*What you will do:* Please show every line in the entries below that includes the word "target".

*Data to examine:*
=-=-=-=-=

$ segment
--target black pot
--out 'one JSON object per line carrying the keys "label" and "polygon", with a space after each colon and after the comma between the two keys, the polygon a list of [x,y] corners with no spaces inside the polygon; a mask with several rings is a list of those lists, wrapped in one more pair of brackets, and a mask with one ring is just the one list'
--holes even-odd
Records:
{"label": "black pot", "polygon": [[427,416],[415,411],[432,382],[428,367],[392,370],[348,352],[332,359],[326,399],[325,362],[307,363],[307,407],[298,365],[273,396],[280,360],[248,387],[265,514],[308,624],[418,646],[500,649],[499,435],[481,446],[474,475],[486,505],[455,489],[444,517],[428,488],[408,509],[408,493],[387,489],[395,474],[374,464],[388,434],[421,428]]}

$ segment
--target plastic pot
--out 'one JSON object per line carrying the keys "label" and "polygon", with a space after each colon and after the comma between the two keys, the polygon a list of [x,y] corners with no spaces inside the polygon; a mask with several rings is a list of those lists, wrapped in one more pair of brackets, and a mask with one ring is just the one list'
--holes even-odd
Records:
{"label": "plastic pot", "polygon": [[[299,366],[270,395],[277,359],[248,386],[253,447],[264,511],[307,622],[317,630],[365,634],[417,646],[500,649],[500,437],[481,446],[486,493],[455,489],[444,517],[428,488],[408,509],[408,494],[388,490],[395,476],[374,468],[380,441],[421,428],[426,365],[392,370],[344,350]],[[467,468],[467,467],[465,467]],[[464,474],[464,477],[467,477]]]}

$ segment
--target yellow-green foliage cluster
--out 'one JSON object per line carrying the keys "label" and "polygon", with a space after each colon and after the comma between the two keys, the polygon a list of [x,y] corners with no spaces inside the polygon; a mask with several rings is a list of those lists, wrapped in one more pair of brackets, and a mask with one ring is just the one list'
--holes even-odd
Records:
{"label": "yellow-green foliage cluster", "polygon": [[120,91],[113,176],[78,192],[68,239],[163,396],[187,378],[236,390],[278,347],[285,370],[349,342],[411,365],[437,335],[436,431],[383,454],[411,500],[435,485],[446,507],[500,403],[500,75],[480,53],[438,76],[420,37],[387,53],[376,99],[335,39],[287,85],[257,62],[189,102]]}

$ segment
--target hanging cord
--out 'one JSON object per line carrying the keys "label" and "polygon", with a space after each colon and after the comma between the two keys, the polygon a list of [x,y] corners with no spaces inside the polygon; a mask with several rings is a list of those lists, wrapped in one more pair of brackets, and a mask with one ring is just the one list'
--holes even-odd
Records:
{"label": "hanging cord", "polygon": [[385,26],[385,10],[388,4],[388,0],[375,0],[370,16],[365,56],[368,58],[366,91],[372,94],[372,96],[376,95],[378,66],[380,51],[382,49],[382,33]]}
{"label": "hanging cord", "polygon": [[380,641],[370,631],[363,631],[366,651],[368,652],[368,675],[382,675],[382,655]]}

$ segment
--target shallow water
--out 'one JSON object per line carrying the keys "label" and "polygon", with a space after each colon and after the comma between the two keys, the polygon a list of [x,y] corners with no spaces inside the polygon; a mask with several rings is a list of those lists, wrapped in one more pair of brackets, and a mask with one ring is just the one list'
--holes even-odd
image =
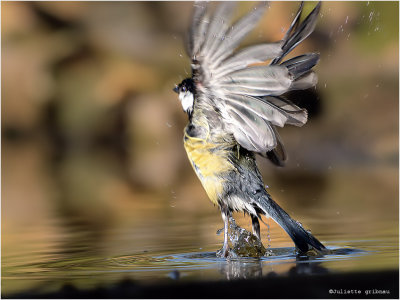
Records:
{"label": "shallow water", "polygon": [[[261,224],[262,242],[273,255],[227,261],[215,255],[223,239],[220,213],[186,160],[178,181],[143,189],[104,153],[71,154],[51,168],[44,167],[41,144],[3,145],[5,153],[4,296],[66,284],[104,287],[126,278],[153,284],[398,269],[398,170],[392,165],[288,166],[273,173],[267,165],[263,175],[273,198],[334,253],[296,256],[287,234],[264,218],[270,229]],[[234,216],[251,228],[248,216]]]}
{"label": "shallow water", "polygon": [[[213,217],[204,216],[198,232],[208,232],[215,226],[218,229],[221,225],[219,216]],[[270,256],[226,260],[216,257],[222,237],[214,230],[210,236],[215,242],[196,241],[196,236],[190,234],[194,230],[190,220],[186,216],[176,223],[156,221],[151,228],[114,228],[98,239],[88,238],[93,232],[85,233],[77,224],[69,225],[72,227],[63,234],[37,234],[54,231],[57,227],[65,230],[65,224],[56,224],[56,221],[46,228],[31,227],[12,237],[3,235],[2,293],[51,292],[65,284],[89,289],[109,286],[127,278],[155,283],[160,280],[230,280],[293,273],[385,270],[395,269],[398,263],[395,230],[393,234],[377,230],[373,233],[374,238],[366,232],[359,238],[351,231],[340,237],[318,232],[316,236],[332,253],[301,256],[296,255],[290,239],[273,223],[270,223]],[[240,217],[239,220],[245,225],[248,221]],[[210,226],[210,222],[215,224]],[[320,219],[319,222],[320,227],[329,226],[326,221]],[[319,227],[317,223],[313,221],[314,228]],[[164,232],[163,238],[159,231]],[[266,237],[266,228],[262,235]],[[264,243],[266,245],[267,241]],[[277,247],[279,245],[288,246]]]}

=-=-=-=-=

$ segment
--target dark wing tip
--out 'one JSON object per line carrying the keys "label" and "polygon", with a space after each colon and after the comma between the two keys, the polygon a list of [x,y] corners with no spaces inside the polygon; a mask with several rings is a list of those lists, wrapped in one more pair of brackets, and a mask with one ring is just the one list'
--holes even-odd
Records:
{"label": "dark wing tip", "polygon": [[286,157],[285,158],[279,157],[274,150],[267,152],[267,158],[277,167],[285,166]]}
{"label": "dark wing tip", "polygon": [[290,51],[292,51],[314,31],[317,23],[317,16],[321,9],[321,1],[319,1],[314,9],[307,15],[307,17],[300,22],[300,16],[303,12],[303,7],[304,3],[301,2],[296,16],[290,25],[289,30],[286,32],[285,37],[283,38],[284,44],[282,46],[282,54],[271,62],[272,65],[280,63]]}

=-=-=-=-=

*Solution to the problem:*
--target black pot
--target plastic pot
--target yellow-green foliage cluster
--target hanging cord
--target shallow water
--target dark wing tip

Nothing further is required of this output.